PROVIDED PASSAGE:
+-------+

Buffalo Students Shocked by Plane Crash
ABC News On Campus reporters Sabina Kuriakose, Meghan Lisson and Torie Wells blog:
Fifteen miles west of Clarence, N.Y., where Flight 3407 crashed late Thursday night, students at SUNY Buffalo were shocked at the tragedy unfolding in their backyard.
"I got a call from my mom about 10:30, right when it happened. She was kind of freaking out a little bit," said SUNY Buffalo junior Anthony Gugino, who is from Clarence. While he lives on campus, he said he commutes back home a lot.
"It was pretty much in our backyard," he said. "If the plane would have been up in the air for another two seconds or so, it would have been right on our house."
But it wasn’t just students from the Buffalo area who said they were affected by the news.
"Just shock, disbelief, I just felt terrible for the victims’ families," said SUNY Buffalo graduate student Derek Mitchell. "I was totally in shock, what a terrible tragedy."
Buffalo freshman Sarah Bonk, also from Clarence, said many on campus were shaken by the incident.
"I don’t know if the feeling on campus changed, but in the individual dorms people have taken it a little bit heavy because there are a lot of people who dorm here who still live in the area," she said. "It’s scary to know that we live right under the flight path and that just happened, so it’s a heavy feeling."
Sophomore Ben Coleman said the news sunk in over the course of the day. " I didn’t really notice the closeness of it at first, because Buffalo is such a big place, and I’ve never been to where this happened, but then I noticed over the course of the day that everyone was like, ‘Oh my God, this is a big deal,’ so that had an impact on me," he said.
Former Buffalo State University student and women’s ice hockey player Madeline "Maddy" Loftus and 1975 graduate Beverly Eckert were among the victims. Loftus, 24, was heading back to Buffalo for a weekend hockey team reunion.

+-------+

In the plane crash article, why was Madeline Loftus heading back to Buffalo? The data that follows has no connection to the plane crash article.

DATA SHOWN:

+-------+

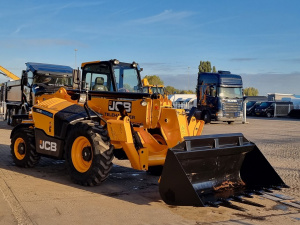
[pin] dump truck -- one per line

+-------+

WRITTEN SOLUTION:
She was heading back to Buffalo for a weekend hockey team reunion.